Indian River Hot, hot, hot

Along the beach, look for the silver kings (tarpon), smoker kings, blacktip sharks, jack crevalle, and redfish to be shadowing pods of Atlantic menhaden (pogies), thread fin herring (greenies), Spanish sardines, and bay anchovy (glass minnows) in close to the beach.

August is the time of year when the cold water upwelling known as the Labrador Currents move in cooling off bottom temperatures on the offshore reefs along the Indian River Lagoon Coast.  The arrival of summertime cobia along the beach and mutton snapper in Sebastian Inlet are indicators of cooler bottom conditions moving in.  Thus far, the cold water has begun to push in, but the current has not shown the same intensity as the same time last year.  Look for the blue water bite to improve along the inshore reefs and wrecks of Chris Benson, 8A Reef, and Pelican Flats, with kingfish, dolphin, and cobia serving as the primary species, along with an occasional wahoo or sailfish. This is also the time of year when cooler waters sometimes push the giant manta rays in close to the shoals off the Cape, bringing cobia with them. Further off shore, the Gulf Stream typically moves in closer making tuna a possibility for smaller boats working in the areas of anchored shrimp boats and thermals, and as long as the summer squalls stay away, running to the other side of the Gulf Stream isn't out of the question.

[Entries provided]:
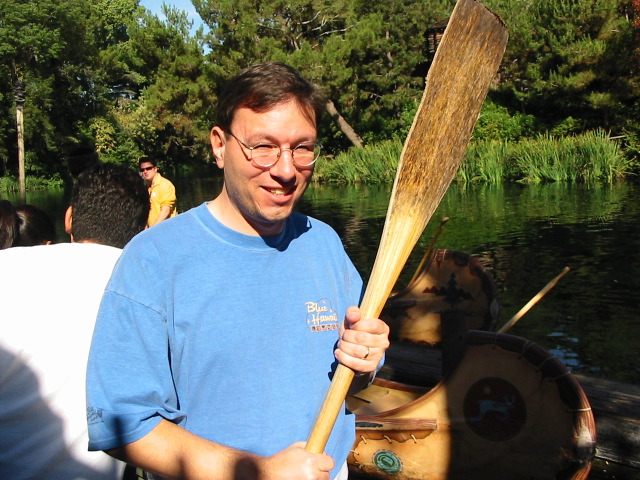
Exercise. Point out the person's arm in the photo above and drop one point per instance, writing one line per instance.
(165, 211)
(363, 342)
(172, 452)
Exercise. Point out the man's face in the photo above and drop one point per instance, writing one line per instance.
(258, 200)
(148, 171)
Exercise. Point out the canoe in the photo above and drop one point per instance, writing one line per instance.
(506, 410)
(450, 282)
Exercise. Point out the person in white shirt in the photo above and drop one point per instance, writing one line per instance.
(50, 296)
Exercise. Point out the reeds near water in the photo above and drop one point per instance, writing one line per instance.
(585, 158)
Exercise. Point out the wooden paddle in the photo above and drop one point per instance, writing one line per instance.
(535, 299)
(464, 65)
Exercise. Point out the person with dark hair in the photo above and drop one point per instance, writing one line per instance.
(162, 193)
(57, 290)
(219, 330)
(8, 224)
(35, 227)
(108, 193)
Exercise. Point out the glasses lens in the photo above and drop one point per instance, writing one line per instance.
(306, 154)
(265, 155)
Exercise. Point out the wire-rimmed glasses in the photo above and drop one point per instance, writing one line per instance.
(266, 155)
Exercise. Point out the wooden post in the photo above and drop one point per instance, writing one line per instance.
(19, 94)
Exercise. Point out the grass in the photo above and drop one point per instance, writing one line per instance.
(586, 158)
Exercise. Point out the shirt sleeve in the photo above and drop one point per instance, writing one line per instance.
(167, 195)
(129, 378)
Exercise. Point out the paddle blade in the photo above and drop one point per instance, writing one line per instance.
(465, 63)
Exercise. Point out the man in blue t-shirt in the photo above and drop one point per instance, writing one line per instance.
(220, 328)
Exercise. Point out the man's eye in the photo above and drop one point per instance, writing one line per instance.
(305, 147)
(264, 148)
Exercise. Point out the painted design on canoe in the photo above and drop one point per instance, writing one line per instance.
(494, 409)
(506, 410)
(387, 462)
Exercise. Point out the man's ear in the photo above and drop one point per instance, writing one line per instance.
(218, 143)
(68, 221)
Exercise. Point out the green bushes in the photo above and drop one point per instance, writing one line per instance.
(376, 163)
(588, 157)
(10, 184)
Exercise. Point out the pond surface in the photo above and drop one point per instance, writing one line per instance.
(524, 236)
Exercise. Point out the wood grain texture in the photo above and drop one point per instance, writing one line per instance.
(463, 67)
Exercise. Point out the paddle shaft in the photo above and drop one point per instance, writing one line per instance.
(464, 65)
(536, 298)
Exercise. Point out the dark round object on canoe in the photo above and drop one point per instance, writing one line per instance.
(509, 410)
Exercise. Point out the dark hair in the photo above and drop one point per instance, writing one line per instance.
(35, 227)
(147, 160)
(262, 86)
(110, 204)
(8, 224)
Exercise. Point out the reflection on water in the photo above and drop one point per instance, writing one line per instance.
(524, 236)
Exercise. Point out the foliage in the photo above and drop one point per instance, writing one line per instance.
(10, 184)
(375, 163)
(109, 73)
(570, 63)
(589, 157)
(374, 50)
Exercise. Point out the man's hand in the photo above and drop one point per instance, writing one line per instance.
(363, 342)
(295, 463)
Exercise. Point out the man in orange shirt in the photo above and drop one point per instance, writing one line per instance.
(162, 193)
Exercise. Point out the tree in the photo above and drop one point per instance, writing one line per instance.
(568, 62)
(43, 46)
(364, 54)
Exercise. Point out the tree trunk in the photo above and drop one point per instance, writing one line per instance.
(21, 174)
(344, 125)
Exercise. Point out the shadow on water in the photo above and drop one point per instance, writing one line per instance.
(524, 236)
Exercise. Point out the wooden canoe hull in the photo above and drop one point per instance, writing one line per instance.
(451, 282)
(508, 410)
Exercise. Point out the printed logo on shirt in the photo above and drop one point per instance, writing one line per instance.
(321, 317)
(94, 415)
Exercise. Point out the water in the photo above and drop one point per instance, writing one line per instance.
(524, 236)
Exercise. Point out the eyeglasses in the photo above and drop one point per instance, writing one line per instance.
(266, 155)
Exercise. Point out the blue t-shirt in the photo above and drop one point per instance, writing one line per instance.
(231, 336)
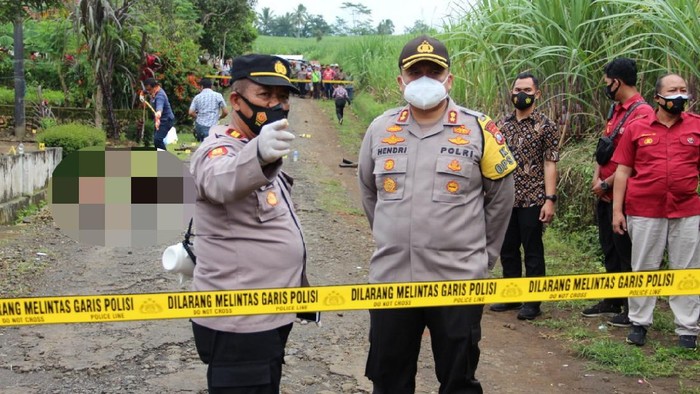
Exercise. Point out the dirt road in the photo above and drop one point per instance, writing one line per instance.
(159, 356)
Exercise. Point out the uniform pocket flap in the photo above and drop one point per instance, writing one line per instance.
(454, 166)
(390, 165)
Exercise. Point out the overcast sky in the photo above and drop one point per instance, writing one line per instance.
(403, 13)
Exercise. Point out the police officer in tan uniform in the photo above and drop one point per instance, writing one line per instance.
(436, 188)
(248, 235)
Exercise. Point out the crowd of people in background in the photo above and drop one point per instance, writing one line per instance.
(320, 81)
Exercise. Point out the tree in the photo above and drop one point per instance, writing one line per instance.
(299, 18)
(385, 27)
(228, 26)
(341, 27)
(265, 21)
(317, 27)
(15, 11)
(357, 10)
(102, 24)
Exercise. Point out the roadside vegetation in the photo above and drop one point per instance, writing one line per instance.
(565, 43)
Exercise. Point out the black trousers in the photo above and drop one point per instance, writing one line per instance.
(617, 249)
(161, 132)
(395, 339)
(339, 108)
(248, 363)
(524, 228)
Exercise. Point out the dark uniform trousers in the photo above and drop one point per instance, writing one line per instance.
(242, 363)
(617, 249)
(524, 228)
(395, 338)
(161, 132)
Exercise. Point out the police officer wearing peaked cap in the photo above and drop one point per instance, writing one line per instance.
(247, 233)
(437, 191)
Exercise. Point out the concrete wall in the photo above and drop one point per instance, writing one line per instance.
(24, 180)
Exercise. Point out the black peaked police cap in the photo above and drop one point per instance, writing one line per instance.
(263, 69)
(424, 48)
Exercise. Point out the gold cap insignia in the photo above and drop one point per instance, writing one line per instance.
(393, 140)
(425, 47)
(280, 68)
(458, 141)
(260, 118)
(403, 115)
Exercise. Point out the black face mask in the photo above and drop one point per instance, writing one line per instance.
(611, 93)
(673, 105)
(522, 100)
(262, 115)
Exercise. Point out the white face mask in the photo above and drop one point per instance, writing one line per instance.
(425, 92)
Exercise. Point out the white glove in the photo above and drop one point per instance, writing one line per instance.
(273, 141)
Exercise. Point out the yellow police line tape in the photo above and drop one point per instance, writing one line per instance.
(291, 80)
(182, 305)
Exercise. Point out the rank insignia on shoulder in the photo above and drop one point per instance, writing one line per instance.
(389, 185)
(452, 186)
(393, 140)
(458, 141)
(389, 164)
(461, 130)
(272, 198)
(220, 151)
(260, 118)
(452, 116)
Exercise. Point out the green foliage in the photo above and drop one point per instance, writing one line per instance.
(7, 96)
(228, 26)
(72, 137)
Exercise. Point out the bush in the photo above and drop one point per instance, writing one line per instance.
(72, 137)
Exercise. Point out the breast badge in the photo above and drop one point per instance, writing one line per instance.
(272, 198)
(454, 166)
(389, 185)
(393, 140)
(461, 130)
(452, 116)
(458, 141)
(452, 187)
(220, 151)
(389, 164)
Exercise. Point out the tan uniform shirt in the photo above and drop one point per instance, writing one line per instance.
(438, 200)
(247, 234)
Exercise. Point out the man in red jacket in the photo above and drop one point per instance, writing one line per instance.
(657, 177)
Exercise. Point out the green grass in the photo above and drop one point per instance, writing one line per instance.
(29, 210)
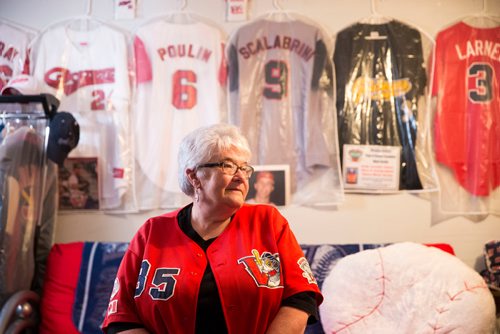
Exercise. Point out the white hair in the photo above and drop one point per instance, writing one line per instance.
(207, 144)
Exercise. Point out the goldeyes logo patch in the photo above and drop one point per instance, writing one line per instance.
(264, 269)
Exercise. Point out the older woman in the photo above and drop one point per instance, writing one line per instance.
(217, 265)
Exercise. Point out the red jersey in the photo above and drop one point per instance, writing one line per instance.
(256, 263)
(467, 124)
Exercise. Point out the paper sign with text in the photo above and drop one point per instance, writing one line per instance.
(369, 167)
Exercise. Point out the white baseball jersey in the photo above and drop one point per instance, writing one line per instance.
(88, 71)
(181, 77)
(13, 51)
(280, 93)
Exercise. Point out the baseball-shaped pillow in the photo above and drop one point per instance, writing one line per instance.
(405, 288)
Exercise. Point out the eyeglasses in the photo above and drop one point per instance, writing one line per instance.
(229, 167)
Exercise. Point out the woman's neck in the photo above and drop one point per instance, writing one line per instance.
(208, 225)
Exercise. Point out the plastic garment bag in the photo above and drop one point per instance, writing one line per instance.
(466, 92)
(381, 88)
(181, 85)
(14, 41)
(281, 96)
(22, 175)
(87, 65)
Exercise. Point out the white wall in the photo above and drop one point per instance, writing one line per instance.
(362, 218)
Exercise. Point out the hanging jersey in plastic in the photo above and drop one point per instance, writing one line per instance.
(13, 52)
(281, 97)
(380, 79)
(467, 121)
(88, 71)
(181, 75)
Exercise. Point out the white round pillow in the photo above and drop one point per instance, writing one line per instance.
(405, 288)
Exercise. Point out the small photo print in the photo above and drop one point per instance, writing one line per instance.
(78, 184)
(270, 184)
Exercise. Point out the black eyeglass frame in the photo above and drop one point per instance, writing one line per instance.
(247, 169)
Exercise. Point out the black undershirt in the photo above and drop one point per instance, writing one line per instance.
(209, 314)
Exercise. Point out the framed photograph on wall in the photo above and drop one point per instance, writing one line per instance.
(78, 184)
(270, 184)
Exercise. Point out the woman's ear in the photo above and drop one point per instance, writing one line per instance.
(193, 178)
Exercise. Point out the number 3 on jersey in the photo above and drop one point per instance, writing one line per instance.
(184, 93)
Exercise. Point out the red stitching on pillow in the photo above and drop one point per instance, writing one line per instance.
(383, 278)
(453, 298)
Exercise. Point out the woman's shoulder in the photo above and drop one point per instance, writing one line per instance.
(259, 210)
(160, 221)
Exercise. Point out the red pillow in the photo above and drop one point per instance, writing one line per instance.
(58, 295)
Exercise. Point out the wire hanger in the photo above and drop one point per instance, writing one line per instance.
(482, 19)
(30, 30)
(375, 17)
(279, 13)
(277, 5)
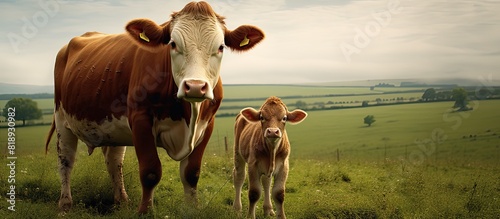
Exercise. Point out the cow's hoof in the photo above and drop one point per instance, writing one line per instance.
(65, 205)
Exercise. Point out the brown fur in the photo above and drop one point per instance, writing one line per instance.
(261, 142)
(99, 76)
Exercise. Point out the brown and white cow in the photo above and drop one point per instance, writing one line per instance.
(153, 86)
(262, 143)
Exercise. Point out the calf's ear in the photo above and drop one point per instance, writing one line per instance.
(243, 38)
(296, 116)
(147, 32)
(250, 114)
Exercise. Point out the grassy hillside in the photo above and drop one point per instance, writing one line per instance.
(416, 161)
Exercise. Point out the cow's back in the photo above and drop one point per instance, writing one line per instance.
(93, 74)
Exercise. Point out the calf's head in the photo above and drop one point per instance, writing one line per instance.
(196, 37)
(273, 115)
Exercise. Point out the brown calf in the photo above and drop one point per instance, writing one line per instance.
(262, 142)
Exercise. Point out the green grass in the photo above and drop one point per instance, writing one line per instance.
(416, 161)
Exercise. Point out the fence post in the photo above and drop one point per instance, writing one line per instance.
(225, 144)
(338, 155)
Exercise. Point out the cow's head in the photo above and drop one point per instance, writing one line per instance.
(273, 115)
(196, 37)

[Complete the following]:
(A) Could you return, word for word, the portion of the Indian River fishing report that opens with the words containing "Along the beach, look" and closes with "to the beach."?
(B) Can you write the next part of the Indian River fishing report, picking up right after its final sentence?

[Expected outputs]:
(A)
Along the beach, look for the silver kings (tarpon), smoker kings, blacktip sharks, jack crevalle, and redfish to be shadowing pods of Atlantic menhaden (pogies), thread fin herring (greenies), Spanish sardines, and bay anchovy (glass minnows) in close to the beach.

(B)
Along the beach, look for the silver kings (tarpon), smoker kings, blacktip sharks, jack crevalle, and redfish to be shadowing pods of Atlantic menhaden (pogies), thread fin herring (greenies), Spanish sardines, and bay anchovy (glass minnows) in close to the beach. So far, the bait concentrations have been slim, but these conditions should start to show some improvement any day now. Currently, there is a hot kingfish bite occurring off of the Cocoa Beach Pier in 30 to 40 feet of water, with some tarpon and small sailfish mixed in. Also look for snook fishing in the surf and inlets to improve, as we get closer to the commencement of the fall bait run. Remember snook are out of season, so if you target them, handle and release them with care. In and around the inlets, look for Spanish mackerel, tarpon, jack cervalle, and bonita to be working schools of glass minnows on the outside, and snook, redfish, mangrove snapper, and flounder in the area of jetties and other structure.

Angling on the in-shore lagoons will continue to show improvement, with fishing in the predawn and late evening hours being most productive. Look for schools of redfish in the skinny water holding in the vicinity of bait concentration, and target them utilizing smaller top-water plugs. Once the sun starts to grow hot, the top-water bite will shut down, and bait becomes your better option. For larger trout, fish live pigfish in close to docks and other structure adjacent to deeper water. In deeper water, look for large schools of ladyfish, small trout, and tarpon pushing schools of glass minnows near the surface. These schools are easy to locate by watching for concentrations of birds, terns and cormorants, joining in on the frenzy, and they are perfect for fly anglers who are interested in the continuous fast and furious action provided by these speedsters. Last but not least, look for pompano schools holding in the shadows of the causeway bridges. Fish small yellow and chartreuse jigs tipped with shrimp or sand fleas (mole crabs) along the deeper edges and drop-offs and in areas of skipping fish. Lagoon water levels are low, so please use caution when accessing skinny water.

In closing, I would like to thank all of you who enjoy angling on Florida's east central coast for your courteous and respectful treatment of the resource, other anglers, and the sport, and as always, if you need information or have questions, please contact me.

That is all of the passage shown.